*** Input material ***

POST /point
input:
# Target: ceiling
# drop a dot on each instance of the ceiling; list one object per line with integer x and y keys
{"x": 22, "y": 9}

*** End of Input material ***

__Task directions__: Write out the full set of records exactly as given.

__Written answer__:
POST /point
input:
# Target: ceiling
# drop a dot on each instance of the ceiling; list one object per line with integer x and y keys
{"x": 22, "y": 9}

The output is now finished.